GOAL » Update the records from the line containing "Please pin the sesame" through the end of the records, replacing every "pastry" with "roll" and keeping everything else the same. Return only those lines.

Items from a data source
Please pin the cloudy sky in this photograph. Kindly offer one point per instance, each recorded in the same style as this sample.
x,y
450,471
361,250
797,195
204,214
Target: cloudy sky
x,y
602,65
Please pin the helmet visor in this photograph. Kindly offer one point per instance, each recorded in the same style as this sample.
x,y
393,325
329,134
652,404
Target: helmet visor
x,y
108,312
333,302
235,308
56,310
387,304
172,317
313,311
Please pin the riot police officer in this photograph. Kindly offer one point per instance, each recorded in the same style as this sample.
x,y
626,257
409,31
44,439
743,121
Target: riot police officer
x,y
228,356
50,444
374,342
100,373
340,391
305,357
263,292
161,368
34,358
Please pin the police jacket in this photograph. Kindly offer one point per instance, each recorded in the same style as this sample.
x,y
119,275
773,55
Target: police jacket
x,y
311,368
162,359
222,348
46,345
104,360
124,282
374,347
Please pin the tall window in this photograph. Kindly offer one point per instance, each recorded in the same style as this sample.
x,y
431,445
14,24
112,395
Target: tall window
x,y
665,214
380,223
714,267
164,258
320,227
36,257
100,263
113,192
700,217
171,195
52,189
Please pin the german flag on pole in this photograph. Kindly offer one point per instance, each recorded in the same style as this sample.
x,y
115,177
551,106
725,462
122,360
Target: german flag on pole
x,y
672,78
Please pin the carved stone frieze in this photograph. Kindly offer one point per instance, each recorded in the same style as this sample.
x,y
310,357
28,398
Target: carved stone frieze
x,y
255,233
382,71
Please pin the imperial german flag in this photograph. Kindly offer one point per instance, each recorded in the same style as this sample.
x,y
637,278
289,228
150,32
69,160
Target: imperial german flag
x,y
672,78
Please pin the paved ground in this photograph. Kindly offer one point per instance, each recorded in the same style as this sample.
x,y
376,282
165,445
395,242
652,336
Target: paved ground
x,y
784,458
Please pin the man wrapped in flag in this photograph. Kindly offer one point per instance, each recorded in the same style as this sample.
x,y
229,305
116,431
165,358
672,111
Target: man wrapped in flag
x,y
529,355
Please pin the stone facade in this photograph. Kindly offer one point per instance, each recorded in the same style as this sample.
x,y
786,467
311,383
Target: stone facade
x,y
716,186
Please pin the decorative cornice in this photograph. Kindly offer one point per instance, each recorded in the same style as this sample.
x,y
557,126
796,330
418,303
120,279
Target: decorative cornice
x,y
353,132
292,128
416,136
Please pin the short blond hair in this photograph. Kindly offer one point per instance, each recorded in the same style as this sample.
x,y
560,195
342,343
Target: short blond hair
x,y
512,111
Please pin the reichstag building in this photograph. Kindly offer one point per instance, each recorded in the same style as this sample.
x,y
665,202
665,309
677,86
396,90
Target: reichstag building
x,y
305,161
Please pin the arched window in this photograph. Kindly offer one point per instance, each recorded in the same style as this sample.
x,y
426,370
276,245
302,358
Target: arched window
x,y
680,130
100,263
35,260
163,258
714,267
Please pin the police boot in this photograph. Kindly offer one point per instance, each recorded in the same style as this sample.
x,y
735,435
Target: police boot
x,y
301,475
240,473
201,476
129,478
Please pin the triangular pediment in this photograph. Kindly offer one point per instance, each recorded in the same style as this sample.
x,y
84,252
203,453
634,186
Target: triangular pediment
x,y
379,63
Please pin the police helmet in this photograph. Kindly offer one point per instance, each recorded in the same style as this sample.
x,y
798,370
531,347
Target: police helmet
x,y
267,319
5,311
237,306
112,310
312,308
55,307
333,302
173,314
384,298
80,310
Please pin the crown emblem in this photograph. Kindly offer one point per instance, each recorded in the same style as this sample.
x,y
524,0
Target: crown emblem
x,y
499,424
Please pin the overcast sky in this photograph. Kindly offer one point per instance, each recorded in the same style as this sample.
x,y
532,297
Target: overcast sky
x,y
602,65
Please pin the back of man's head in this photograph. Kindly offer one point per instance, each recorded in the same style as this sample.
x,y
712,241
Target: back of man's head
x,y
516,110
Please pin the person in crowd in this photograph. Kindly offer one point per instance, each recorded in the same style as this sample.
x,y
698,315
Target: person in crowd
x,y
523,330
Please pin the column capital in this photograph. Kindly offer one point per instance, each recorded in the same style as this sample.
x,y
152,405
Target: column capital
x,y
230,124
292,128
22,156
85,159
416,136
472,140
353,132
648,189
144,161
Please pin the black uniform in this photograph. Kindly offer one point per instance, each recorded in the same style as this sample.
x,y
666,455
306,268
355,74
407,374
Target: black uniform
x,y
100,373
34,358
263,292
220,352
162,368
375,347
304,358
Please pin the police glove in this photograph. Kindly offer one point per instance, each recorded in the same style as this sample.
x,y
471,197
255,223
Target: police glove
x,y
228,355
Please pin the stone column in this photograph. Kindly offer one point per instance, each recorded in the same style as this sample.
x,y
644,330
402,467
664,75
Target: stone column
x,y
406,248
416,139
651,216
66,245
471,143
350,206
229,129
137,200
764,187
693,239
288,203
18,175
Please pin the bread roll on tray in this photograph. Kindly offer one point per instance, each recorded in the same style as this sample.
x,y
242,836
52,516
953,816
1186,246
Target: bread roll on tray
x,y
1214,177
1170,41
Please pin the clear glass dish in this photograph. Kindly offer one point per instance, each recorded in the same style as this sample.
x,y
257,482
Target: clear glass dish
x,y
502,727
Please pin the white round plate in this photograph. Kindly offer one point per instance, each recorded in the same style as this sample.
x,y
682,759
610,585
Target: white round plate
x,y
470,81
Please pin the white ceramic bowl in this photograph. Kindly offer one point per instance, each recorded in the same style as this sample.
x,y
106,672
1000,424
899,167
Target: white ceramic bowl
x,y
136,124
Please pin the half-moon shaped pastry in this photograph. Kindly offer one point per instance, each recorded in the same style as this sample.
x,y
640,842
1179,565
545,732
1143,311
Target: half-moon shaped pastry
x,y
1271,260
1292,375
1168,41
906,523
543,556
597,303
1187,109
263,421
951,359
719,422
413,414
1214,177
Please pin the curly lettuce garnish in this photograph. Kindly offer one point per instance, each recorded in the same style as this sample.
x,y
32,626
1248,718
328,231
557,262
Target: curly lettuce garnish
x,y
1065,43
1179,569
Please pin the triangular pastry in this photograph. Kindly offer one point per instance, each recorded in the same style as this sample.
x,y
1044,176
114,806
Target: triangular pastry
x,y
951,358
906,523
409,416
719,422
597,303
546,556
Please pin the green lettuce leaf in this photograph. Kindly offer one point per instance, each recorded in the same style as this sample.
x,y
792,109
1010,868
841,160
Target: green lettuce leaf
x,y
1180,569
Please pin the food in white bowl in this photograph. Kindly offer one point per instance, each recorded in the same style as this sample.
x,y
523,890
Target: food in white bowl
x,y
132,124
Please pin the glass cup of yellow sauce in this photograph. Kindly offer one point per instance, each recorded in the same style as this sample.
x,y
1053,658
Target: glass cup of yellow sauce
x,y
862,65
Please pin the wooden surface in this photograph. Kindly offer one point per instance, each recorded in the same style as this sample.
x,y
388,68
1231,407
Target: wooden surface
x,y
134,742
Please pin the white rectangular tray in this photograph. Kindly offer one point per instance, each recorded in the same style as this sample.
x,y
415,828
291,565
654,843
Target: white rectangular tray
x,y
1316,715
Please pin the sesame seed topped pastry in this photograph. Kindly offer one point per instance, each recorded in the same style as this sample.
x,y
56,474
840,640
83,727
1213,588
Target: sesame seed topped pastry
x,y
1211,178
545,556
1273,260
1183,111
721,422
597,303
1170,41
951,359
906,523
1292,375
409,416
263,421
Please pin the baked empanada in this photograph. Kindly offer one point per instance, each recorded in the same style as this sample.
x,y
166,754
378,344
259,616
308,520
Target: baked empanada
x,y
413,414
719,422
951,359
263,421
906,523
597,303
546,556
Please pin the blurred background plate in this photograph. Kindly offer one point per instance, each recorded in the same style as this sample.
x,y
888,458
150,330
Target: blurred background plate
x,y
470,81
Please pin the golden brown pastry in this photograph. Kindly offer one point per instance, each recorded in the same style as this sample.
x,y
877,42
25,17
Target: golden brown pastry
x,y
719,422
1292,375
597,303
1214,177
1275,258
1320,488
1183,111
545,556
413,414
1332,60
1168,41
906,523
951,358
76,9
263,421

COMPLETED EXERCISE »
Please pin the sesame seed topped roll in this photograph. Kindly offer one point per instance, each recorded in the same style as this sample.
x,y
56,474
840,640
83,727
1213,588
Target: sesame seed topped roll
x,y
1211,178
545,556
1273,260
1183,111
721,422
597,303
1170,41
951,359
906,523
1292,375
409,416
263,421
Please pin the baked empanada in this photograph. Kindly offer one point per instance, each recorded in the same style as this sample.
x,y
166,754
378,344
259,616
308,520
Target: baked empanada
x,y
413,414
719,422
951,359
263,421
906,523
597,303
546,556
Please pin the blurred background plate in this photograph. Kindly offer one point per instance, each recorded in the same style as this sample.
x,y
888,458
150,330
Target: blurred background plate
x,y
470,81
Please pin the golden brown roll in this photograph. Kindly offer one point per instance, each recorded in the same style as this sample.
x,y
877,42
25,17
Target: golden brown roll
x,y
719,422
1292,375
597,303
1214,177
1275,258
1320,488
1183,111
545,556
413,414
1332,60
1168,41
906,523
951,358
76,9
263,421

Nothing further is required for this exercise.